* Aim of the task:
Give the lines of the items below as a JSON list of strings, with one string for each line and blank lines left out.

Entries from an annotation dataset:
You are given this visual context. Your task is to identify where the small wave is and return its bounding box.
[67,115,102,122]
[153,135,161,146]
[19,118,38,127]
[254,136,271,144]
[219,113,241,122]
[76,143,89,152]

* Answer to the problem:
[
  "You are given this visual context. Your task is to identify where the small wave is and return its bounding box.",
  "[67,115,102,122]",
  "[153,135,161,146]",
  "[19,118,38,127]",
  "[254,136,271,144]",
  "[219,113,241,122]",
  "[76,143,89,152]"
]